> **What to work on**
Give the data again in full. Keep every line the same.

Content starts

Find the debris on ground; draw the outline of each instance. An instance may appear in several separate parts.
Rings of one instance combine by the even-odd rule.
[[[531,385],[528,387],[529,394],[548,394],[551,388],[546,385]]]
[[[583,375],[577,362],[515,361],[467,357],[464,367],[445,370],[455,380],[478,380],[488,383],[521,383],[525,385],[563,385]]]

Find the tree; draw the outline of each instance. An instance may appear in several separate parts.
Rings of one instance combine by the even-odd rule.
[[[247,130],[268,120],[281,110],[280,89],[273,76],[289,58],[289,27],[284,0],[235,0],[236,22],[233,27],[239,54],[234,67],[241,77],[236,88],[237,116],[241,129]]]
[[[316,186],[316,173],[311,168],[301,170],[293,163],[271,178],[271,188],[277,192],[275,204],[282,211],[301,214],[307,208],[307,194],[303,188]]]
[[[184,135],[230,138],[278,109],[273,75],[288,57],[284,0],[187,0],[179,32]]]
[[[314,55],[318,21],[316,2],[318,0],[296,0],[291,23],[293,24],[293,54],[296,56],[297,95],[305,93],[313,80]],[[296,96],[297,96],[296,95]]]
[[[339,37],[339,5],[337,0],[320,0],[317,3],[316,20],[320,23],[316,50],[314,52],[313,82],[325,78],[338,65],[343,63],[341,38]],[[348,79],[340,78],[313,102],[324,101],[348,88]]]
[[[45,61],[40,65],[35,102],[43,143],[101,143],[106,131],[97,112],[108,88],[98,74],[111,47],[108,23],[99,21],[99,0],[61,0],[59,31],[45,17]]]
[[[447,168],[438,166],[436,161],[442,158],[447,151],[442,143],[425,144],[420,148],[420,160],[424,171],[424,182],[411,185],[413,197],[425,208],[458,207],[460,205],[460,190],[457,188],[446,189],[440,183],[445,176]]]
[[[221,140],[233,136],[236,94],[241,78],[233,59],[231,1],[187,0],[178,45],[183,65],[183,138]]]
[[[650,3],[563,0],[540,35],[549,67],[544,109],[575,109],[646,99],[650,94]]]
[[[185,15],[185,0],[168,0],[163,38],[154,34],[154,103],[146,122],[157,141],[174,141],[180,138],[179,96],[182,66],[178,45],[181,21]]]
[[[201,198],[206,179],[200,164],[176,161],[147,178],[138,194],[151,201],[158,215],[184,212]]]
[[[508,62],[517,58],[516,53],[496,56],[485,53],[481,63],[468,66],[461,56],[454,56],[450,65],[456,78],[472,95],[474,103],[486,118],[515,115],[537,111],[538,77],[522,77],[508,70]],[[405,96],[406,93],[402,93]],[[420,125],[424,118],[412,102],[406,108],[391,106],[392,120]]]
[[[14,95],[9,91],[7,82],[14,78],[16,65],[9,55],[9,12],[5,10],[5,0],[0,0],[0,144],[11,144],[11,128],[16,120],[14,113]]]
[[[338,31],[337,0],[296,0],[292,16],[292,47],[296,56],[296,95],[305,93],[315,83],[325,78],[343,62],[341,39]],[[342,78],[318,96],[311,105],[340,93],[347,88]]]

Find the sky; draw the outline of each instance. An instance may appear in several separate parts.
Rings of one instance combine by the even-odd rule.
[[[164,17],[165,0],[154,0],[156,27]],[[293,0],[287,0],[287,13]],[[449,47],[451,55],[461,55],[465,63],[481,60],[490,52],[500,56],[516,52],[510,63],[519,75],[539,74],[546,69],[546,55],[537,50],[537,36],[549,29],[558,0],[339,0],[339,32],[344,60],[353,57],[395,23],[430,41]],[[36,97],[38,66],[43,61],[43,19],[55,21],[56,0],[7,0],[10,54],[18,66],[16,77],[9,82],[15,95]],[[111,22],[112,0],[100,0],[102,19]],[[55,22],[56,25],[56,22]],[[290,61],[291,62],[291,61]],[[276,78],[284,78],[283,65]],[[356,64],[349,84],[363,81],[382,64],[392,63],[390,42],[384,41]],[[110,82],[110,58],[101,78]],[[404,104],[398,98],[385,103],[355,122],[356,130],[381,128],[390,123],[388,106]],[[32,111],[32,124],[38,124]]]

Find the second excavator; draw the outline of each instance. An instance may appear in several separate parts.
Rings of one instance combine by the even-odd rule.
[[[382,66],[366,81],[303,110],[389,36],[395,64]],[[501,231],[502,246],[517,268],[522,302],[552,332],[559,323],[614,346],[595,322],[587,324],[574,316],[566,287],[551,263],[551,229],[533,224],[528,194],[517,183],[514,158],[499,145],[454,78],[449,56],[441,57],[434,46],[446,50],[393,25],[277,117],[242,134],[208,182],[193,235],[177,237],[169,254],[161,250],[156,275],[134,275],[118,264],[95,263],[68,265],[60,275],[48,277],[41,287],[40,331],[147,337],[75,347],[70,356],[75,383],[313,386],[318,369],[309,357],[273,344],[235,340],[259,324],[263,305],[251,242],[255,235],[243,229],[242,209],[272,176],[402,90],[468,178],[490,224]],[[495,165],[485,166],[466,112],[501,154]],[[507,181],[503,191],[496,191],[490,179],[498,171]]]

Content ends

> **Output for this exercise**
Find the debris on ground; draw the outline of each instance. An instance may appear in several separate parts.
Rings of one instance combine by the even-odd rule.
[[[531,385],[528,387],[529,394],[548,394],[551,388],[546,385]]]
[[[583,375],[577,362],[515,361],[467,357],[464,367],[445,370],[455,380],[478,380],[488,383],[521,383],[525,385],[563,385]]]

Find the tree; draw the outline of each instance. An instance may appear in several separate parts.
Rings of one instance combine by the even-odd rule.
[[[247,130],[268,120],[281,110],[280,89],[273,76],[289,58],[289,27],[284,0],[235,0],[236,22],[233,27],[239,54],[234,67],[241,77],[236,88],[237,116],[241,129]]]
[[[316,186],[316,173],[311,168],[301,170],[293,163],[271,178],[271,188],[277,192],[275,204],[282,211],[301,214],[307,208],[307,194],[303,188]]]
[[[184,135],[230,138],[278,109],[273,75],[288,57],[284,0],[187,0],[179,32]]]
[[[314,55],[318,21],[316,2],[318,0],[296,0],[291,23],[293,24],[293,54],[296,56],[297,95],[305,93],[313,80]],[[296,96],[297,96],[296,95]]]
[[[339,37],[339,5],[337,0],[320,0],[317,3],[316,20],[320,23],[316,50],[314,52],[313,82],[325,78],[338,65],[343,63],[341,38]],[[348,79],[340,78],[313,102],[324,101],[348,88]]]
[[[45,61],[40,65],[35,102],[43,143],[101,143],[106,131],[97,112],[108,88],[98,74],[111,47],[108,23],[99,21],[99,0],[61,0],[59,31],[45,17]]]
[[[447,168],[438,166],[436,161],[442,158],[447,151],[442,143],[425,144],[420,148],[420,160],[424,171],[424,182],[411,185],[413,197],[425,208],[458,207],[460,205],[460,190],[457,188],[446,189],[440,183],[445,176]]]
[[[221,140],[233,136],[236,94],[241,78],[233,59],[231,1],[187,0],[178,45],[183,65],[183,138]]]
[[[650,3],[563,0],[540,35],[549,67],[544,109],[575,109],[646,99],[650,94]]]
[[[185,15],[185,0],[168,0],[163,38],[154,34],[154,103],[146,122],[157,141],[174,141],[180,138],[179,96],[182,66],[178,45],[181,21]]]
[[[201,198],[206,179],[200,164],[176,161],[147,178],[138,194],[151,201],[158,215],[184,212]]]
[[[508,62],[517,58],[516,53],[496,56],[485,53],[481,63],[468,66],[461,56],[454,56],[450,65],[456,78],[472,95],[474,103],[486,118],[515,115],[537,111],[538,77],[522,77],[508,70]],[[405,96],[406,93],[402,93]],[[420,125],[424,118],[412,102],[406,108],[391,106],[392,120]]]
[[[14,95],[9,91],[7,82],[14,78],[16,65],[9,55],[9,12],[5,10],[5,0],[0,0],[0,144],[11,144],[11,128],[16,120],[14,113]]]
[[[338,31],[337,0],[296,0],[292,16],[292,47],[296,56],[296,95],[305,93],[315,83],[325,78],[343,62],[341,39]],[[342,78],[318,96],[311,105],[340,93],[347,88]]]

Find the sky; draw the outline of each instance. An instance may appear in several separate parts.
Rings of one instance combine by the even-odd rule.
[[[164,17],[165,0],[154,0],[156,27]],[[293,0],[287,0],[287,13]],[[449,47],[451,55],[461,55],[465,63],[481,60],[490,52],[500,56],[516,52],[510,63],[519,75],[539,74],[546,69],[546,55],[537,50],[537,36],[549,29],[558,0],[339,0],[339,32],[344,60],[353,57],[395,23],[430,41]],[[36,97],[38,66],[43,61],[43,19],[55,21],[56,0],[7,0],[10,54],[18,66],[16,77],[9,82],[15,95]],[[111,22],[112,0],[100,0],[102,19]],[[55,22],[56,25],[56,22]],[[290,61],[291,62],[291,61]],[[276,78],[284,78],[283,65]],[[356,64],[349,84],[363,81],[382,64],[392,63],[390,42],[384,41]],[[110,82],[110,58],[101,78]],[[404,104],[398,98],[385,103],[355,122],[356,130],[381,128],[390,123],[388,106]],[[32,111],[32,124],[38,124]]]

Find the second excavator; draw the outline of each instance. An instance may appear in several separate parts.
Rings of one instance combine by the even-odd rule.
[[[382,66],[366,81],[303,110],[389,36],[395,64]],[[501,231],[502,246],[517,268],[522,302],[552,332],[559,323],[614,346],[595,322],[587,324],[574,316],[566,287],[551,263],[551,229],[533,224],[528,194],[517,183],[514,158],[499,145],[454,78],[449,56],[441,57],[434,46],[446,50],[393,25],[277,117],[242,134],[208,182],[193,235],[177,237],[169,254],[161,250],[156,275],[134,275],[118,264],[95,263],[68,265],[60,275],[48,277],[41,287],[40,331],[147,337],[75,347],[70,356],[75,383],[313,386],[318,369],[309,357],[273,344],[235,340],[259,324],[263,305],[251,242],[255,235],[243,229],[242,209],[272,176],[402,90],[468,178],[490,224]],[[495,165],[485,166],[466,112],[501,154]],[[507,181],[503,191],[496,191],[490,179],[498,171]]]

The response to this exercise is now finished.